> Aim
Copy the data below line for line, with no changes, and leave out any picture.

------ Provided records

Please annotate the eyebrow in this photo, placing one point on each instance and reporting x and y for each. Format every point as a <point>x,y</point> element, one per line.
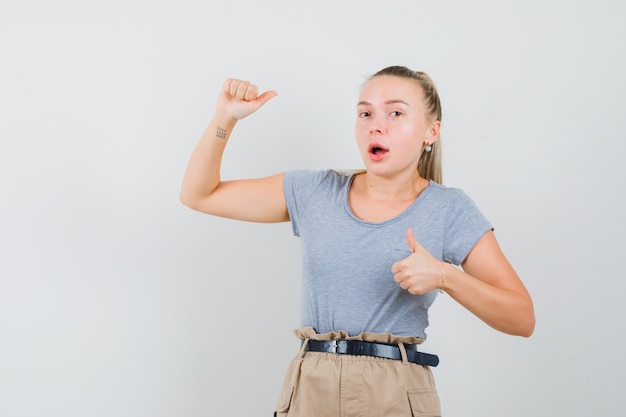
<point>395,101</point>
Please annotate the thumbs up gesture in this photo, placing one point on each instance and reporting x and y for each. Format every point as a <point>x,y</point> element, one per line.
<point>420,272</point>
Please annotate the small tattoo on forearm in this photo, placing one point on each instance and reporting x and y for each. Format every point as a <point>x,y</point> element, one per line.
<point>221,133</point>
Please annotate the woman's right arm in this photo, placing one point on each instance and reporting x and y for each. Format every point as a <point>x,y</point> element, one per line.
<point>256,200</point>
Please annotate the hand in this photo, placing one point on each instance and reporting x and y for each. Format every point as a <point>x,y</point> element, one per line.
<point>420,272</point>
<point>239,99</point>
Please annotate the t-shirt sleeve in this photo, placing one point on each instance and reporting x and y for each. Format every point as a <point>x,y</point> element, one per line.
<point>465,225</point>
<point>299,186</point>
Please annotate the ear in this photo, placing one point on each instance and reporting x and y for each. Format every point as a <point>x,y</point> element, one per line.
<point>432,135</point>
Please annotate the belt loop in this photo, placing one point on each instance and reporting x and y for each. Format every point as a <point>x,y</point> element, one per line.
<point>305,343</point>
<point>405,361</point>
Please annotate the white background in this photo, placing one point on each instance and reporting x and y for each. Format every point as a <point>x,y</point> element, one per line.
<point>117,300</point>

------------

> Exercise answer
Please annotate the eyebrow in this photo, placing one point on each instance and reporting x and y for each. Format every point as a <point>x,y</point> element, one per line.
<point>395,101</point>
Please annotate the thumbs up gesture in this photo, placing one point on each instance and reporting x and y for each. Format every point as a <point>x,y</point> element, one per line.
<point>420,272</point>
Please annotate the small tattoo on forearm in this photo, placing one point on each instance and reporting x and y for each. Format every point as a <point>x,y</point> element, one per line.
<point>221,133</point>
Please annotate the woman's right arm in this photo, placing one point on each instance and reporting x and y for each. Format every point as a <point>x,y</point> element, one per line.
<point>256,200</point>
Please annotate the hand in this photo, placing one point on each instance and reporting x and y for each. Format every point as a <point>x,y</point> element, one per line.
<point>420,272</point>
<point>239,99</point>
Please annotate the t-shirt sleeve in this photo, placing one point on each instance and reporting x and y for each. Format every point as a <point>x,y</point> element, one per line.
<point>465,225</point>
<point>299,186</point>
Please annotate the ear in this photo, placing one point on each instance and reporting x and y for each. Format every point as a <point>x,y</point> element, one per line.
<point>432,135</point>
Please annotate the belt loop in this photo, placing one point on each instance and reporting x and y for each. Format every point as a <point>x,y</point> element, one per line.
<point>305,343</point>
<point>405,361</point>
Please annotate the white background in this photo, placing one point on each instance and reporting x and y for each. Format every point as a <point>x,y</point> element, one per line.
<point>117,300</point>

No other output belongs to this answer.